- _Action item_
Would you retype all of these records exactly?

════════════════

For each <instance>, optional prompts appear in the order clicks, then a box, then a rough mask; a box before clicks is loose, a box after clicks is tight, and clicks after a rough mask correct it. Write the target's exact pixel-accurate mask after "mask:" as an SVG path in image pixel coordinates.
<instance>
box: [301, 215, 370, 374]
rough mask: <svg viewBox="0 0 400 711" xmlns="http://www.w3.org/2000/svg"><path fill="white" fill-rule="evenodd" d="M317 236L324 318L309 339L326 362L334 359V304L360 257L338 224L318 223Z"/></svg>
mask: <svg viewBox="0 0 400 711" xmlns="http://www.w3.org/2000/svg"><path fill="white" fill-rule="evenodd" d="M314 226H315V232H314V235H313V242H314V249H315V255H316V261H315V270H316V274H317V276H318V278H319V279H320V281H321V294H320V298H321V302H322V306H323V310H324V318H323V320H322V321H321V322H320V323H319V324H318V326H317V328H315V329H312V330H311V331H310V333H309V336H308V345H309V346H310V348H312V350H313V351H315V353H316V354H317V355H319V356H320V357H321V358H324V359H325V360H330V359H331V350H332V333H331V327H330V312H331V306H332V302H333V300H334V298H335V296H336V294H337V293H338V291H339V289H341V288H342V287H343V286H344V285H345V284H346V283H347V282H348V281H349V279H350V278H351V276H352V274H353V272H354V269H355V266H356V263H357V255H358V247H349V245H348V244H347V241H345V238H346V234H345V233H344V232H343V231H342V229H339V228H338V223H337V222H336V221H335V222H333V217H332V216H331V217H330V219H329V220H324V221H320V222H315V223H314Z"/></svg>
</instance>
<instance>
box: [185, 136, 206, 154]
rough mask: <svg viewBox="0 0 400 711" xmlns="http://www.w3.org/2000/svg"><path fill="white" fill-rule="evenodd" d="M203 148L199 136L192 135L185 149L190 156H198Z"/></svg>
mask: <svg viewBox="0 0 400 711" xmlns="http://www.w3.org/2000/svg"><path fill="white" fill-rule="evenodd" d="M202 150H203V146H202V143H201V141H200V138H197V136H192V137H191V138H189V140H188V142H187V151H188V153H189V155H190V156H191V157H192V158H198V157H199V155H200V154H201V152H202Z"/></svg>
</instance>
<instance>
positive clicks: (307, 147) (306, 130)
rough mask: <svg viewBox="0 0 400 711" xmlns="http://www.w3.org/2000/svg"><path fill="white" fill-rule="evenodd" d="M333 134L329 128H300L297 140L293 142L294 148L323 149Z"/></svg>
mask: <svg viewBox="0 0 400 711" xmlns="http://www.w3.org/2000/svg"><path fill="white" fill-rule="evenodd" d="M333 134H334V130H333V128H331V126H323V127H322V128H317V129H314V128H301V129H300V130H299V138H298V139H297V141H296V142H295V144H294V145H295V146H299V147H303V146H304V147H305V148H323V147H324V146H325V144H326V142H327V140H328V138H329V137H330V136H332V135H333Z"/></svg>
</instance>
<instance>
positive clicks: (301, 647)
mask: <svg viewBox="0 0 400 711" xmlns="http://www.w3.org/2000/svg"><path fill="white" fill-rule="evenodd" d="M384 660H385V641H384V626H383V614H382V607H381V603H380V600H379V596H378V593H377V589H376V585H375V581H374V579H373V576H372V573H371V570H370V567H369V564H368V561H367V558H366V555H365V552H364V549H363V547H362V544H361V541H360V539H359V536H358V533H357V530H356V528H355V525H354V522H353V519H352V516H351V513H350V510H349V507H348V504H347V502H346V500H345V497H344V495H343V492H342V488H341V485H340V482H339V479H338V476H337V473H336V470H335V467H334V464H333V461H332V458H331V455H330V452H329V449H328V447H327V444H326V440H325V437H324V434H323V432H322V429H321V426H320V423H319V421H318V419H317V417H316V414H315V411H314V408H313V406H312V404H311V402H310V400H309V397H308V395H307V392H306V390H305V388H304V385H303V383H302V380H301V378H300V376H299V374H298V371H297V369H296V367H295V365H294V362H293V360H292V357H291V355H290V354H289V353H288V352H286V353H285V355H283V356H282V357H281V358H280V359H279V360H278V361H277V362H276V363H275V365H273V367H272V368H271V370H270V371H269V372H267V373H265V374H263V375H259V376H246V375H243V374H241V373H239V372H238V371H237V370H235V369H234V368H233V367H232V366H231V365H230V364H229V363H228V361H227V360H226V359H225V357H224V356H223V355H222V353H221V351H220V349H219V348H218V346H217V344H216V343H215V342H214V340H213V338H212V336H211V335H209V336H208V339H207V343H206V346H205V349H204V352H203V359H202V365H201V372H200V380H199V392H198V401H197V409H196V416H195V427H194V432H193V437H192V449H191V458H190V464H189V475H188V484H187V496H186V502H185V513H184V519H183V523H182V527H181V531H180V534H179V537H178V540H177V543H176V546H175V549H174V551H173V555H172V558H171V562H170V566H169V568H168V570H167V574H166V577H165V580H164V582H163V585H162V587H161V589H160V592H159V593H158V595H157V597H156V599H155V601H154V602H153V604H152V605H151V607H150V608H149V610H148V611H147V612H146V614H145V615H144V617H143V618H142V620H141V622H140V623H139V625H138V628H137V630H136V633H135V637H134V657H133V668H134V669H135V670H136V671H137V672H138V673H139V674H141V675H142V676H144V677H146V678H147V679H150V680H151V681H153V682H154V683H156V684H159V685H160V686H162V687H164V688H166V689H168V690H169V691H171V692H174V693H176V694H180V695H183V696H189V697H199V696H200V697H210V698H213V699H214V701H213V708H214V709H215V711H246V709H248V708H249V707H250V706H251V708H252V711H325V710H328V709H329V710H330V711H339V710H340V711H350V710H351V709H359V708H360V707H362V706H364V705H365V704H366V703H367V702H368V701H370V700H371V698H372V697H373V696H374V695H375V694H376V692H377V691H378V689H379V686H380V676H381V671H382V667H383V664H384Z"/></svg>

════════════════

- _Output of the exercise_
For each <instance>, optional prompts appear in the order clicks, then a box, then a rough mask; a box before clicks is loose, a box after clicks is tight, and clicks after a rough mask correct it. Write the target's exact pixel-accurate mask after "mask:" as an SVG path in image pixel coordinates.
<instance>
box: [301, 215, 370, 374]
rough mask: <svg viewBox="0 0 400 711" xmlns="http://www.w3.org/2000/svg"><path fill="white" fill-rule="evenodd" d="M317 236L324 318L309 339L326 362L334 359V304L360 257L338 224L318 223Z"/></svg>
mask: <svg viewBox="0 0 400 711" xmlns="http://www.w3.org/2000/svg"><path fill="white" fill-rule="evenodd" d="M314 226H315V232H314V235H313V242H314V249H315V255H316V261H315V270H316V274H317V276H318V278H319V279H320V281H321V294H320V298H321V302H322V306H323V310H324V318H323V320H322V321H321V322H320V323H319V324H318V326H317V328H315V329H312V330H311V331H310V333H309V336H308V345H309V346H310V348H312V350H313V351H315V353H316V354H317V355H319V356H320V357H321V358H324V359H325V360H330V359H331V350H332V333H331V327H330V312H331V306H332V302H333V300H334V298H335V296H336V294H337V293H338V291H339V289H341V288H342V287H343V286H344V285H345V284H346V283H347V282H348V281H349V279H350V278H351V276H352V274H353V272H354V269H355V266H356V263H357V255H358V247H349V245H348V244H347V241H345V238H346V234H345V233H344V232H343V231H342V229H339V228H338V223H337V222H336V221H335V222H333V217H332V216H331V217H330V219H329V220H324V221H320V222H315V223H314Z"/></svg>
</instance>
<instance>
box: [185, 136, 206, 154]
rough mask: <svg viewBox="0 0 400 711" xmlns="http://www.w3.org/2000/svg"><path fill="white" fill-rule="evenodd" d="M203 148L199 136L192 135L185 149L190 156H198Z"/></svg>
mask: <svg viewBox="0 0 400 711" xmlns="http://www.w3.org/2000/svg"><path fill="white" fill-rule="evenodd" d="M202 150H203V146H202V143H201V141H200V138H197V136H192V137H191V138H189V140H188V142H187V151H188V153H189V155H190V156H191V157H192V158H198V157H199V155H200V154H201V152H202Z"/></svg>
</instance>
<instance>
positive clicks: (307, 147) (306, 130)
rough mask: <svg viewBox="0 0 400 711" xmlns="http://www.w3.org/2000/svg"><path fill="white" fill-rule="evenodd" d="M333 134L329 128H300L297 140L293 142L294 148L323 149Z"/></svg>
mask: <svg viewBox="0 0 400 711" xmlns="http://www.w3.org/2000/svg"><path fill="white" fill-rule="evenodd" d="M333 134H334V130H333V128H331V126H323V127H322V128H317V129H314V128H301V129H300V130H299V138H298V139H297V141H296V142H295V144H294V145H295V146H299V147H303V146H304V147H305V148H323V147H324V146H325V144H326V142H327V140H328V138H329V137H330V136H332V135H333Z"/></svg>
</instance>
<instance>
positive clicks: (301, 647)
mask: <svg viewBox="0 0 400 711" xmlns="http://www.w3.org/2000/svg"><path fill="white" fill-rule="evenodd" d="M384 660H385V641H384V626H383V614H382V607H381V603H380V600H379V596H378V593H377V589H376V585H375V581H374V579H373V576H372V573H371V570H370V567H369V564H368V561H367V558H366V555H365V552H364V549H363V547H362V544H361V541H360V539H359V536H358V533H357V530H356V528H355V525H354V522H353V519H352V516H351V513H350V510H349V507H348V504H347V502H346V500H345V497H344V495H343V492H342V488H341V485H340V482H339V479H338V476H337V473H336V470H335V467H334V464H333V461H332V458H331V455H330V452H329V449H328V447H327V444H326V440H325V437H324V434H323V432H322V429H321V426H320V423H319V421H318V419H317V417H316V414H315V411H314V408H313V406H312V404H311V402H310V400H309V397H308V395H307V392H306V390H305V388H304V385H303V383H302V380H301V378H300V376H299V374H298V371H297V369H296V367H295V365H294V362H293V360H292V357H291V355H290V354H289V353H288V352H286V353H285V355H283V356H282V357H281V358H280V359H279V360H278V361H277V362H276V363H275V365H273V367H272V368H271V370H270V371H269V372H267V373H265V374H263V375H259V376H246V375H243V374H241V373H239V372H238V371H237V370H235V369H234V368H233V367H232V366H231V365H230V364H229V363H228V361H227V360H226V359H225V357H224V356H223V355H222V353H221V351H220V349H219V348H218V346H217V344H216V343H215V342H214V340H213V338H212V336H211V335H209V336H208V339H207V343H206V346H205V349H204V352H203V359H202V365H201V372H200V380H199V392H198V401H197V409H196V416H195V427H194V432H193V437H192V449H191V458H190V464H189V475H188V484H187V496H186V502H185V513H184V519H183V523H182V527H181V531H180V534H179V537H178V540H177V543H176V546H175V549H174V551H173V555H172V558H171V562H170V566H169V568H168V570H167V574H166V577H165V580H164V582H163V585H162V587H161V589H160V592H159V593H158V595H157V597H156V599H155V601H154V602H153V604H152V605H151V607H150V608H149V610H148V611H147V612H146V614H145V615H144V617H143V618H142V620H141V622H140V623H139V625H138V628H137V630H136V633H135V637H134V657H133V668H134V669H135V670H136V671H137V672H138V673H139V674H141V675H142V676H144V677H146V678H147V679H150V680H151V681H153V682H154V683H156V684H159V685H160V686H162V687H164V688H166V689H168V690H169V691H171V692H174V693H176V694H180V695H183V696H189V697H199V696H200V697H210V698H213V699H214V701H213V708H214V709H215V711H246V709H248V708H249V707H250V706H251V708H252V711H325V710H328V709H329V710H330V711H339V710H340V711H350V710H351V709H359V708H360V707H362V706H364V705H365V704H366V703H367V702H368V701H370V700H371V698H372V697H373V696H374V695H375V694H376V692H377V691H378V689H379V686H380V676H381V671H382V667H383V664H384Z"/></svg>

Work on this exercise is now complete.